- **DATA EXCERPTS**:
○ ○ ○ ○ ○

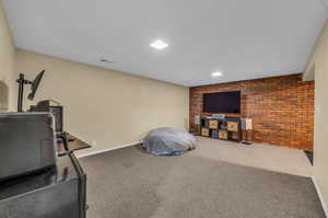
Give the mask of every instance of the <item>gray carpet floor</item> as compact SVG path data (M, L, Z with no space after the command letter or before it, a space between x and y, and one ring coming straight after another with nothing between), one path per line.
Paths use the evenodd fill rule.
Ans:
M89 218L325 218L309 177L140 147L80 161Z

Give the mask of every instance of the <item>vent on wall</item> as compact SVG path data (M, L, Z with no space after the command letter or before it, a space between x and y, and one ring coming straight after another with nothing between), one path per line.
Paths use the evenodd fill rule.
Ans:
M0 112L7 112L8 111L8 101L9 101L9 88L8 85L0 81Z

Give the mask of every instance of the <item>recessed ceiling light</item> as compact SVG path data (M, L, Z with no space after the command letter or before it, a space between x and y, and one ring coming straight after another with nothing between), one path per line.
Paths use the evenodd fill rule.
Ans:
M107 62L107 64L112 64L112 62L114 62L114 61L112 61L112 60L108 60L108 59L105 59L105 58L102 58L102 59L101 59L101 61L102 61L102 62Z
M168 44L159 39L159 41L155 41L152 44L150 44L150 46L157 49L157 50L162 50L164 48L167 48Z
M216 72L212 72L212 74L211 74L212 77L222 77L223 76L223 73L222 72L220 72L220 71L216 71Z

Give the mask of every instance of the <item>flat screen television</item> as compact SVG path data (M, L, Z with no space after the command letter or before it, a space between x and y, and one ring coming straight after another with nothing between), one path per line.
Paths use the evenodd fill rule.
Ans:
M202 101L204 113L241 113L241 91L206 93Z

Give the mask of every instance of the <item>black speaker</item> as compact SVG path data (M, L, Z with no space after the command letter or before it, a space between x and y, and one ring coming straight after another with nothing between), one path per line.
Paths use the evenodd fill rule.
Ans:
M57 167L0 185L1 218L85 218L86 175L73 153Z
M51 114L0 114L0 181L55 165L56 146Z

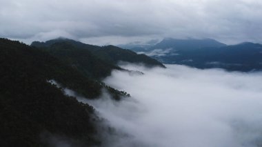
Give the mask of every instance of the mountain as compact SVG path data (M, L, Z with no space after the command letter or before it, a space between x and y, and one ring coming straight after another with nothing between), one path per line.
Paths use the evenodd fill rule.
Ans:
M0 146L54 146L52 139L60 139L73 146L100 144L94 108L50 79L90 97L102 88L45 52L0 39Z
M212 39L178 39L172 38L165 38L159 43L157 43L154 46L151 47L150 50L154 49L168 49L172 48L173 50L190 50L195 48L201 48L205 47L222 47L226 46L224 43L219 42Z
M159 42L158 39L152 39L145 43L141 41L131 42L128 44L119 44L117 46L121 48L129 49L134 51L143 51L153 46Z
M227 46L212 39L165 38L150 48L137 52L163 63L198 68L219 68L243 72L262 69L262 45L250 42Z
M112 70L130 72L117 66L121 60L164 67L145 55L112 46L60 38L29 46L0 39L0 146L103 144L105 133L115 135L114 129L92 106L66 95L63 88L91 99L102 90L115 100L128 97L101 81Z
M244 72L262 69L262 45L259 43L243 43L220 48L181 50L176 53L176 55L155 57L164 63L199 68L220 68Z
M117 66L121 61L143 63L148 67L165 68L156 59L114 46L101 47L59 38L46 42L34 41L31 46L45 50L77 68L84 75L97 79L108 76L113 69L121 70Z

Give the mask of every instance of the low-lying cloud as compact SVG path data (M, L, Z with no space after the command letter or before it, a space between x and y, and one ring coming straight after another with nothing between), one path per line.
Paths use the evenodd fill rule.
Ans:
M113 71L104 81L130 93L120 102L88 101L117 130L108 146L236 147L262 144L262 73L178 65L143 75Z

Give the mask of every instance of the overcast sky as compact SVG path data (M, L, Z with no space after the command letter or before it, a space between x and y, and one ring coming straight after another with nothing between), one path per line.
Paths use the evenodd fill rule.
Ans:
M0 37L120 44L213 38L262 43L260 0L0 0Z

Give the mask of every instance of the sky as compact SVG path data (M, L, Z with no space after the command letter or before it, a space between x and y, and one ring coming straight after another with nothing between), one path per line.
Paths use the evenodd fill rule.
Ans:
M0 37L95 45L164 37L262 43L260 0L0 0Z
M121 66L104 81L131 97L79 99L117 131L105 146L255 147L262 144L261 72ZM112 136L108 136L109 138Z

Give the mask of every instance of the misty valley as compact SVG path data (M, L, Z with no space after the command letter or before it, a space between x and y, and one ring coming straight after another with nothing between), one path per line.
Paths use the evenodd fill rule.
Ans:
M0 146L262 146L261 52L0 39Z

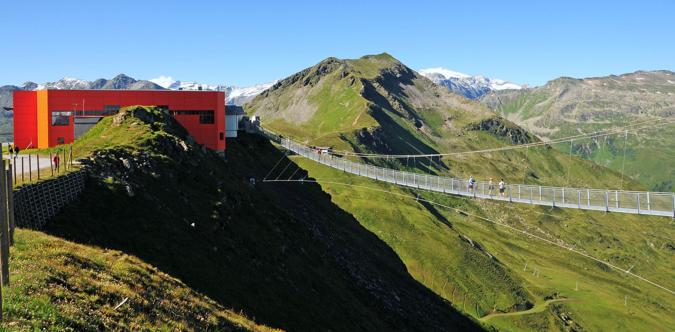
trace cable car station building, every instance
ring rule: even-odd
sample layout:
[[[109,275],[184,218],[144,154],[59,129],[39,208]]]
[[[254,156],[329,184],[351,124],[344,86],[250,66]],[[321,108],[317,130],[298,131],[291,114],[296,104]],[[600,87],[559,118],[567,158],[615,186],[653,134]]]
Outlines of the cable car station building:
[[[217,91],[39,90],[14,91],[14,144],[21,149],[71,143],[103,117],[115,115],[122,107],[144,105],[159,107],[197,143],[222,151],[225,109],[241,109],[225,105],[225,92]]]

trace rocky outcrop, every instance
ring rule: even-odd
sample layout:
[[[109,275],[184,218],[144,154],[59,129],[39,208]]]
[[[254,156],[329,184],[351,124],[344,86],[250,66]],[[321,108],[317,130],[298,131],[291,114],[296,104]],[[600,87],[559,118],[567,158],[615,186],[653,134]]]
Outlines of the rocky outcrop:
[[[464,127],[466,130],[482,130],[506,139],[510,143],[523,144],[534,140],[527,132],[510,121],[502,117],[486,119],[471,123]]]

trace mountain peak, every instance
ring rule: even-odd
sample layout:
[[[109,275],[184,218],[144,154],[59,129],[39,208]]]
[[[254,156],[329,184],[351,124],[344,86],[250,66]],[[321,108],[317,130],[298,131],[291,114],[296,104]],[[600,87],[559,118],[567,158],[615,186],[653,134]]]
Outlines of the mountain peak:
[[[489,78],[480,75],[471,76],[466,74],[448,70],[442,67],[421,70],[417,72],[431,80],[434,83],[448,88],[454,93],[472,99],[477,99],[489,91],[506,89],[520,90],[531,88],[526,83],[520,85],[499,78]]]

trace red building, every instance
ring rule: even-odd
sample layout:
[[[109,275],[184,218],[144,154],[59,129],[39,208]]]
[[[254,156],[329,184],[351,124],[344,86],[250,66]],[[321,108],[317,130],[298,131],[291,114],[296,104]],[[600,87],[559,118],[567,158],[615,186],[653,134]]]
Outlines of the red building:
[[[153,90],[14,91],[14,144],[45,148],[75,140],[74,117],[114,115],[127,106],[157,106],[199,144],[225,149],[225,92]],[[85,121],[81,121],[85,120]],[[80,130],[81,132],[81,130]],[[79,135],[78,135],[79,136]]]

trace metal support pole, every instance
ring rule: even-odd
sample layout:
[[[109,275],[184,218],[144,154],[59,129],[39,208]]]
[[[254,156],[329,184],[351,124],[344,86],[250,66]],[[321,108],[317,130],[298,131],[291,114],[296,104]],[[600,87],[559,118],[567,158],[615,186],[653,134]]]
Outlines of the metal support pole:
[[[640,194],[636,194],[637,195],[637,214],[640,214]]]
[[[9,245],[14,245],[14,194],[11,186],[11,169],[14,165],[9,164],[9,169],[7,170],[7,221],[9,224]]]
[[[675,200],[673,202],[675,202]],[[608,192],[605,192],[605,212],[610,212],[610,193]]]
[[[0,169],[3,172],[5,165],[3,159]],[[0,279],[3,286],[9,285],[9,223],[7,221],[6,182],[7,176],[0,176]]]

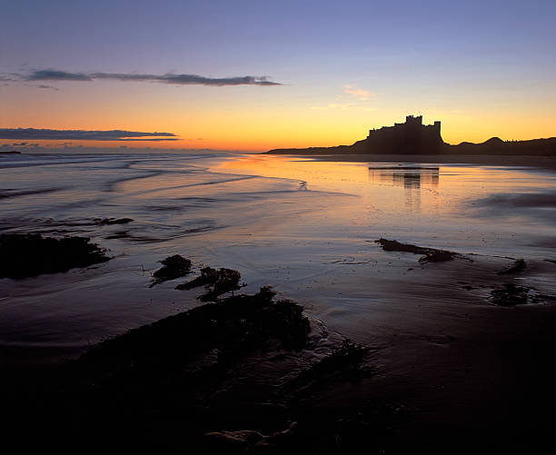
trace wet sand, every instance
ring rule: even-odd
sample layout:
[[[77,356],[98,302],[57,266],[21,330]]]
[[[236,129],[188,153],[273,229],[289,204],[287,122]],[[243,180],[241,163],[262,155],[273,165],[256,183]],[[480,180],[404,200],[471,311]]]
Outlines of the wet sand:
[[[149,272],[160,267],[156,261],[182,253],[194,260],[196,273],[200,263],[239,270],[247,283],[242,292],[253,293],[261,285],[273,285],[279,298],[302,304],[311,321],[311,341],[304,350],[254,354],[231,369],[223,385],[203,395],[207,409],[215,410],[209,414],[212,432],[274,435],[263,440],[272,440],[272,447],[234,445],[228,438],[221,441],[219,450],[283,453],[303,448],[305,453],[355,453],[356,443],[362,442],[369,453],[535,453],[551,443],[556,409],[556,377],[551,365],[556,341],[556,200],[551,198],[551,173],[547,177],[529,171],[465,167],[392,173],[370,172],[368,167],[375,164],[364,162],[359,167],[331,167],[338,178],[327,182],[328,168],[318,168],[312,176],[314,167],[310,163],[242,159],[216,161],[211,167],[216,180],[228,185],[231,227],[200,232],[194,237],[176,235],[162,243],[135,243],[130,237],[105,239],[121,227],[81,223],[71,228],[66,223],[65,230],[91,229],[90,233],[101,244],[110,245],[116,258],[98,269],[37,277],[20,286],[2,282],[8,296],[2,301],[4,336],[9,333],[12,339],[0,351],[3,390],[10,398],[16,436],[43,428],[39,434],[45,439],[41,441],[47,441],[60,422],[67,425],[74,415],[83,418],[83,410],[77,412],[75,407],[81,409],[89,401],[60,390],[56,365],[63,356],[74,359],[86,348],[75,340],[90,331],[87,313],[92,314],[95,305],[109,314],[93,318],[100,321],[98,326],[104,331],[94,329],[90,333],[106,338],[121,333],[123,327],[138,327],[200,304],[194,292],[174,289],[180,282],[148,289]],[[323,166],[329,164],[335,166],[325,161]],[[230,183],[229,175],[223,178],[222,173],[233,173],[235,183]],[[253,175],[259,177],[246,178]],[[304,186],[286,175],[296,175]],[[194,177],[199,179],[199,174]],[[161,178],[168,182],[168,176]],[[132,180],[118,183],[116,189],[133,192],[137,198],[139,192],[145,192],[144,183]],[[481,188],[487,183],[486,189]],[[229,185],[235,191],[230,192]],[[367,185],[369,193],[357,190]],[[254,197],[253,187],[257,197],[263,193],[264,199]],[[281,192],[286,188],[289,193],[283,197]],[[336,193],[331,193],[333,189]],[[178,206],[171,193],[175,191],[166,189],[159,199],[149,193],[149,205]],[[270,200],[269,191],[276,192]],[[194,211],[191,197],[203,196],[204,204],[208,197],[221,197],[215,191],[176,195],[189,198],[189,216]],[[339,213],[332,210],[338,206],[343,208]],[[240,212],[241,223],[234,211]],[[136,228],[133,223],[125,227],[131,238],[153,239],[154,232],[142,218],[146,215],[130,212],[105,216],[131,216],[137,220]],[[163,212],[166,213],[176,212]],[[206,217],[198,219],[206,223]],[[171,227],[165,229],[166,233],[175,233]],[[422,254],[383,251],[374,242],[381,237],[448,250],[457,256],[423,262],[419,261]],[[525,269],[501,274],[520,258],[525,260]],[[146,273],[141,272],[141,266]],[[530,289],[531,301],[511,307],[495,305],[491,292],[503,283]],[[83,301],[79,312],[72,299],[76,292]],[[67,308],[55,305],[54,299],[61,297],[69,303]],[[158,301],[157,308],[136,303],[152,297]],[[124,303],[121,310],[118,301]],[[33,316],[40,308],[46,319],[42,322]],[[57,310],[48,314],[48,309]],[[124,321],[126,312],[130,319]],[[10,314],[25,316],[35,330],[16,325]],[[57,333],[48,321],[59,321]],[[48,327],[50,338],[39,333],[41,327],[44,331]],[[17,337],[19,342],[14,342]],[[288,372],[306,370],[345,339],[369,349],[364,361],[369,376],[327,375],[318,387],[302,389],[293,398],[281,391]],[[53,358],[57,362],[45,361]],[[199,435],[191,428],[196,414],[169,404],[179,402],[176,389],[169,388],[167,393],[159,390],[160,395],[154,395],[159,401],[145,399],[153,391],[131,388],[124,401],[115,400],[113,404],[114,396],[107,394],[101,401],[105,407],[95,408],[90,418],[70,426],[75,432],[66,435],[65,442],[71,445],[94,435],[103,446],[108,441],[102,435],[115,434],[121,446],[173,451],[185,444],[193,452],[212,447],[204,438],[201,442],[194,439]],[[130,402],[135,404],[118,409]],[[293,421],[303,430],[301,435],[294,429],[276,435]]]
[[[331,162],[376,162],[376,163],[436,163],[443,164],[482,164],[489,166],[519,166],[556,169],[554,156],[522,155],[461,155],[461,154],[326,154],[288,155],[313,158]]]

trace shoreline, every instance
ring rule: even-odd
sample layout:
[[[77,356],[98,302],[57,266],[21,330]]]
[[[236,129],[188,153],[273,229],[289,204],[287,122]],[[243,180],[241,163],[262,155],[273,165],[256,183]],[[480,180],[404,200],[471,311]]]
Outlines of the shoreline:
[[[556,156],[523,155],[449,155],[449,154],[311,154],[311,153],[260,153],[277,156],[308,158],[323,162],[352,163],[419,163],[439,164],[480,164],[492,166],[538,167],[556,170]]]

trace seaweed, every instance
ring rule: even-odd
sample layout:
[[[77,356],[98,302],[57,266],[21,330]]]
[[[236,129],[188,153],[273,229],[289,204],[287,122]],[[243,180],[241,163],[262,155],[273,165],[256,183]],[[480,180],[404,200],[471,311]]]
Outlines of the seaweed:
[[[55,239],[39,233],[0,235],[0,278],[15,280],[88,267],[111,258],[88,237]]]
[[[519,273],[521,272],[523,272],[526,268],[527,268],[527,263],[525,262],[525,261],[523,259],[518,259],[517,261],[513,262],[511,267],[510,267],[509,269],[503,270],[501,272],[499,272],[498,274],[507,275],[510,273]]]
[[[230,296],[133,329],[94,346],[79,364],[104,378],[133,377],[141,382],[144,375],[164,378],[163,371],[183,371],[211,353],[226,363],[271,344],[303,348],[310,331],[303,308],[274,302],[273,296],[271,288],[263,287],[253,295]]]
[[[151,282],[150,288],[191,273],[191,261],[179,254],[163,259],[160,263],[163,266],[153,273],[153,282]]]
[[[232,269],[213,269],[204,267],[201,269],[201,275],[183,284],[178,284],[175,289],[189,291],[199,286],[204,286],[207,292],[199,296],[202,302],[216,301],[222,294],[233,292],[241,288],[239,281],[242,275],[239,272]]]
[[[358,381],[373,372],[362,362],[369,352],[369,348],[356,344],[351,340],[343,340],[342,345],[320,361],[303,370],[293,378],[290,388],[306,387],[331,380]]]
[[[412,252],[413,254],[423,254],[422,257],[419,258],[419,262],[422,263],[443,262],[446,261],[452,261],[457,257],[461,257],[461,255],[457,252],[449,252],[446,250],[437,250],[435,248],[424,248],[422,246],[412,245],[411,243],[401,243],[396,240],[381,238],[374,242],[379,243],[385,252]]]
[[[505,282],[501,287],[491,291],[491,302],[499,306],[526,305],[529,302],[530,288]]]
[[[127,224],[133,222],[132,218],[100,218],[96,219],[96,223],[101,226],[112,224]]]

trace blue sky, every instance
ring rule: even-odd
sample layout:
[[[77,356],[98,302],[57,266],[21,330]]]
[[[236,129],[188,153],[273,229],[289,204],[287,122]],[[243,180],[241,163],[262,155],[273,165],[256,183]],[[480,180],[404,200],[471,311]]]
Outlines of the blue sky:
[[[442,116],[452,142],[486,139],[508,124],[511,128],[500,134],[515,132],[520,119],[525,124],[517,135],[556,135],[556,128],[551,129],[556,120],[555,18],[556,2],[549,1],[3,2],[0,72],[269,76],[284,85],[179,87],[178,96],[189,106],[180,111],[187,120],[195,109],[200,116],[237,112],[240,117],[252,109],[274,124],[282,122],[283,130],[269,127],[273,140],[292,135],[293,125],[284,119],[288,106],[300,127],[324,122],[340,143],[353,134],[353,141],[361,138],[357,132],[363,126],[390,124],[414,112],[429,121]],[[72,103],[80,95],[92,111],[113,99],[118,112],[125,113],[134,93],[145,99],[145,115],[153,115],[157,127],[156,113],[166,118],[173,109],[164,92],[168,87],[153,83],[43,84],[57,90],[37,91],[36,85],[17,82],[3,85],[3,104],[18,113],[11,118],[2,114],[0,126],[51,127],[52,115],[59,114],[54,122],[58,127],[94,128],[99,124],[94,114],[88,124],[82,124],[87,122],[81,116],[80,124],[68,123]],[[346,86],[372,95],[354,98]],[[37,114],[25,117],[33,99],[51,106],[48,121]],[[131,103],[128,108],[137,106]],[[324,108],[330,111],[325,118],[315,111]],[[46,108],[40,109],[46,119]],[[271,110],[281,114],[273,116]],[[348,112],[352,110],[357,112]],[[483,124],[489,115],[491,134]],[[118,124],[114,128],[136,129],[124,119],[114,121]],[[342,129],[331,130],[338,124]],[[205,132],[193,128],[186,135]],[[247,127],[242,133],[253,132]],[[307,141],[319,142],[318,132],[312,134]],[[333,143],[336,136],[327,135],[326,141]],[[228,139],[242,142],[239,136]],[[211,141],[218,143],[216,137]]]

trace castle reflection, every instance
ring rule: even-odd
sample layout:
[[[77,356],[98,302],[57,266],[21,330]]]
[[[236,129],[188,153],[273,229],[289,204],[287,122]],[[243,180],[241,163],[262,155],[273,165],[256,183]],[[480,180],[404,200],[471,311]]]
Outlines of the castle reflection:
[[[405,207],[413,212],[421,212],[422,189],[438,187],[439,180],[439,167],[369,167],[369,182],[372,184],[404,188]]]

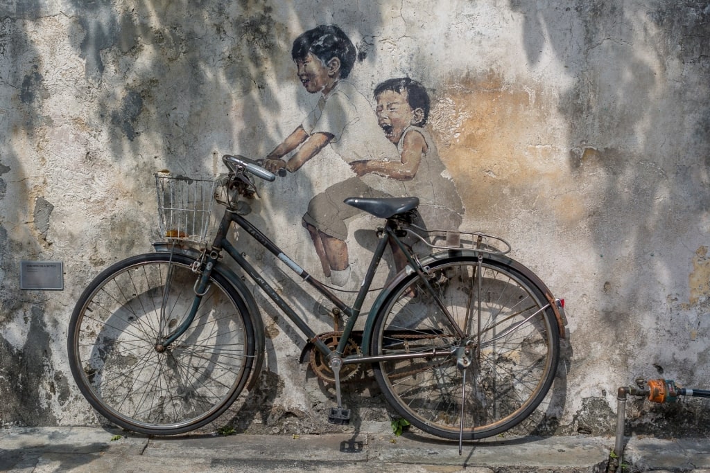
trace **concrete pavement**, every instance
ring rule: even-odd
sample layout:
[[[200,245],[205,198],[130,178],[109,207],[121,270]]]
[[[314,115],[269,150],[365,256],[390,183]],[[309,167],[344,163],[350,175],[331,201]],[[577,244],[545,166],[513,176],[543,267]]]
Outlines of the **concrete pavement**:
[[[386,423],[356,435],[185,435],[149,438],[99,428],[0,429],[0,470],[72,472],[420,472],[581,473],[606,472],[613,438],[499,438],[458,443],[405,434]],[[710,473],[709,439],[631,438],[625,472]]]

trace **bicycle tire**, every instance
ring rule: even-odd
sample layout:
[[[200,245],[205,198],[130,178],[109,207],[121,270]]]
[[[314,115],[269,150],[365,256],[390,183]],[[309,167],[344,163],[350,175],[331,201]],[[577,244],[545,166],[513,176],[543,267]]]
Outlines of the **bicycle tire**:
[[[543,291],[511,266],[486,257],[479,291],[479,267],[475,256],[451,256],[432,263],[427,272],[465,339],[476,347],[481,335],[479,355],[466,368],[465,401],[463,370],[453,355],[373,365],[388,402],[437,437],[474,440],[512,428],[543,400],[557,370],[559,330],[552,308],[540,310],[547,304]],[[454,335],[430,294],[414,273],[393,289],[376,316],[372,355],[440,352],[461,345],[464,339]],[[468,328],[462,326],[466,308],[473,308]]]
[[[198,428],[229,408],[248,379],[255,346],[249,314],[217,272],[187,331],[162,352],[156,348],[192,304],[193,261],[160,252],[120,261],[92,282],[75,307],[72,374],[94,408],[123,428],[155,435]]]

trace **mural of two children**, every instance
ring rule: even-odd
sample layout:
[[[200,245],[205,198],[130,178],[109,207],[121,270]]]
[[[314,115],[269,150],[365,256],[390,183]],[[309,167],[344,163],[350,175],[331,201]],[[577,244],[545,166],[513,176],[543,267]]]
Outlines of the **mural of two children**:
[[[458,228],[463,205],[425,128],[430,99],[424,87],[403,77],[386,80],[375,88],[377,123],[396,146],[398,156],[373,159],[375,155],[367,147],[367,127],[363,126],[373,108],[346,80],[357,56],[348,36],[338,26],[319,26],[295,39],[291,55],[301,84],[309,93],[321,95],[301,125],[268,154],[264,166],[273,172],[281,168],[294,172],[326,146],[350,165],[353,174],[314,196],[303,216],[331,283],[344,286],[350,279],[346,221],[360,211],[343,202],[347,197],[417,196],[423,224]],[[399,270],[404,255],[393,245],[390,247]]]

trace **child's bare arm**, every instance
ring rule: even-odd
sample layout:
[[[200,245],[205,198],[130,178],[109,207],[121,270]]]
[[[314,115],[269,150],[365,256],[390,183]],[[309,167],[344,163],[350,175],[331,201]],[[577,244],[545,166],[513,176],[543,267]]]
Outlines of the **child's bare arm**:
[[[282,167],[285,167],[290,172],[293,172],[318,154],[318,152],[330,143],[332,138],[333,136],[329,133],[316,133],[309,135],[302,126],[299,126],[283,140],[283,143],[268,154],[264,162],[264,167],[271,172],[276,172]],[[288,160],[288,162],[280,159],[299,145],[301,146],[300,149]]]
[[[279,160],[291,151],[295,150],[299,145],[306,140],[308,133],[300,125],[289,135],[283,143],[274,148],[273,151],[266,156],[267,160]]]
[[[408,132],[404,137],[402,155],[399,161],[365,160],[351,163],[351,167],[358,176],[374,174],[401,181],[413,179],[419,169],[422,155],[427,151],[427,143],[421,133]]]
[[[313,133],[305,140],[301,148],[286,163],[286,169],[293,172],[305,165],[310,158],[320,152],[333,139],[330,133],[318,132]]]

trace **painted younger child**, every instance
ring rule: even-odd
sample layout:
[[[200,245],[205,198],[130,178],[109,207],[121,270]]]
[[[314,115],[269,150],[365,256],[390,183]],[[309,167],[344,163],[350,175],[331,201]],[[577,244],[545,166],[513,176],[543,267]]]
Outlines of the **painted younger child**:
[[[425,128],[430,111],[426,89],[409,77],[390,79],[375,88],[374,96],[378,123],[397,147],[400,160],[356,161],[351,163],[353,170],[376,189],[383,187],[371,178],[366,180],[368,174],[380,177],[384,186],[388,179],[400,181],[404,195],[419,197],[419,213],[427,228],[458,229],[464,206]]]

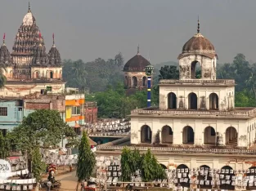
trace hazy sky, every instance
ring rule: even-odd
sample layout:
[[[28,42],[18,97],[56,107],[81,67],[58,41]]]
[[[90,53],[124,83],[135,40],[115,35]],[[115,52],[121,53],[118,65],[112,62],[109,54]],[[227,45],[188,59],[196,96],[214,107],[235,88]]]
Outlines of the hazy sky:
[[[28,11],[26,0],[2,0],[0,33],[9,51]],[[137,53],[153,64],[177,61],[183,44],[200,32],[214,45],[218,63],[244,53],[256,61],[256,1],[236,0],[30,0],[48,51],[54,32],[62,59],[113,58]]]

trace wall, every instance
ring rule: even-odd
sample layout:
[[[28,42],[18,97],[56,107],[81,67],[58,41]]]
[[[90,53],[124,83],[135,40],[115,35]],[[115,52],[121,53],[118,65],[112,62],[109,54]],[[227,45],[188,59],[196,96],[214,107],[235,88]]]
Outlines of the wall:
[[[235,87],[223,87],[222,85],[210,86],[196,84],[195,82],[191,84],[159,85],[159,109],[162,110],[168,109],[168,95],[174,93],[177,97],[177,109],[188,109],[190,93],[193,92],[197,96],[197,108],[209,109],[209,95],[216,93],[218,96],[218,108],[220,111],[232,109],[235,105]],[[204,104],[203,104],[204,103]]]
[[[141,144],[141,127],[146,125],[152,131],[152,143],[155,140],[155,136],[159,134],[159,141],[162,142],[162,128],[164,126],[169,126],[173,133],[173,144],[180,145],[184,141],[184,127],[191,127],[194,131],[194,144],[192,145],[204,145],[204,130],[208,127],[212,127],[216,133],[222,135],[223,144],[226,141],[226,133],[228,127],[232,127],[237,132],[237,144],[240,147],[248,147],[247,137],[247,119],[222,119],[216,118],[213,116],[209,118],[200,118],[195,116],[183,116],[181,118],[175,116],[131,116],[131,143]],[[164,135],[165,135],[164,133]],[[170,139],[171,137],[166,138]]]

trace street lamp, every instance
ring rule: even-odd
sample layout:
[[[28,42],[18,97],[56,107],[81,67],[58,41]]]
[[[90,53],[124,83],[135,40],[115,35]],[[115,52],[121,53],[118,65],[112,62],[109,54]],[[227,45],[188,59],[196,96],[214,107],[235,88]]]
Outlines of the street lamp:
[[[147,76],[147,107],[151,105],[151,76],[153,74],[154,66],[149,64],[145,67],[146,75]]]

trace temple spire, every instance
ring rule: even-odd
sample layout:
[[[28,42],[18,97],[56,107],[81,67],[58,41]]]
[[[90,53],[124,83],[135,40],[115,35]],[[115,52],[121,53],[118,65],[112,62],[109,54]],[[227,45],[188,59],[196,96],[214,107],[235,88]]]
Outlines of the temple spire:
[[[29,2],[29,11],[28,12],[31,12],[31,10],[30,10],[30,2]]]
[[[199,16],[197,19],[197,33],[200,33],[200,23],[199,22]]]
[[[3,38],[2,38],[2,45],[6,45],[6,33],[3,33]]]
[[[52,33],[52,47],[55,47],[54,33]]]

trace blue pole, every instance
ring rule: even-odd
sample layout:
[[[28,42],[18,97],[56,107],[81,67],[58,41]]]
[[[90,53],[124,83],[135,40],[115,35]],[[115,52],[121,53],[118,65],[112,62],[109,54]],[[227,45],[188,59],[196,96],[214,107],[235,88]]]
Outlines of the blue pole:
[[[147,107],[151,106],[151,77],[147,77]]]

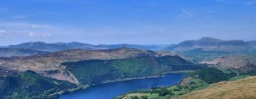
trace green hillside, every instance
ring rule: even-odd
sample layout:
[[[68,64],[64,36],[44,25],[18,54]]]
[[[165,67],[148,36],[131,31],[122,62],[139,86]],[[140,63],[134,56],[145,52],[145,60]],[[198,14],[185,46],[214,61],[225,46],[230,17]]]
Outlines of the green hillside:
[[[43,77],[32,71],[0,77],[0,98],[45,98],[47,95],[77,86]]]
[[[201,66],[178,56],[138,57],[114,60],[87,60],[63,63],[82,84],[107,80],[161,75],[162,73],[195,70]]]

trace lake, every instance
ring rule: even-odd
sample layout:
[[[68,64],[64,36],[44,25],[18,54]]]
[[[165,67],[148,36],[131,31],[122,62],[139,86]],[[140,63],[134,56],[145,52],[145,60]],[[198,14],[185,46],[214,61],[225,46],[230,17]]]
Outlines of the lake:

○ ○ ○ ○ ○

- **WHAT THE TASK REQUIRES**:
Convert the lines of the listing, starting at the line that contains "Give the mask of every instance of the <item>recessed" and ending at the line that contains "M51 114L0 114L0 181L55 165L56 146Z", into a JSON list of strings with one string per line and blank lines left out.

- **EXERCISE ANSWER**:
[
  "Give the mask of every instance of the <item>recessed ceiling light</item> as compact SVG path data (M, L, Z with no space after the command letter or before it, a space between x and y, and one ring coming straight after another with nothing between), one path per line.",
  "Paths use the evenodd fill rule.",
  "Ans:",
  "M107 62L107 64L112 64L112 62L114 62L114 61L112 61L112 60L108 60L108 59L105 59L105 58L102 58L102 59L101 59L101 61L102 61L102 62Z",
  "M168 44L159 39L159 41L155 41L152 44L150 44L150 46L157 49L157 50L162 50L164 48L167 48Z",
  "M216 72L212 72L212 74L211 74L212 77L222 77L223 76L223 73L222 72L220 72L220 71L216 71Z",
  "Give the mask of every instance of the <item>flat screen television</item> as compact SVG path data (M, L, Z with no space after the command letter or before it, a space between x and y, and one ring coming straight after another with nothing between), one path per line.",
  "Paths use the evenodd fill rule.",
  "Ans:",
  "M202 101L204 113L241 113L241 91L206 93Z",
  "Give the mask of every instance of the <item>black speaker</item> as compact SVG path data (M, L, Z with no space after the command letter or before it, a space between x and y, and one ring coming straight after another with nothing between), one path per line.",
  "Paths use the evenodd fill rule.",
  "Ans:",
  "M57 167L0 185L1 218L85 218L86 175L73 153Z",
  "M51 114L0 114L0 181L55 165L56 146Z"
]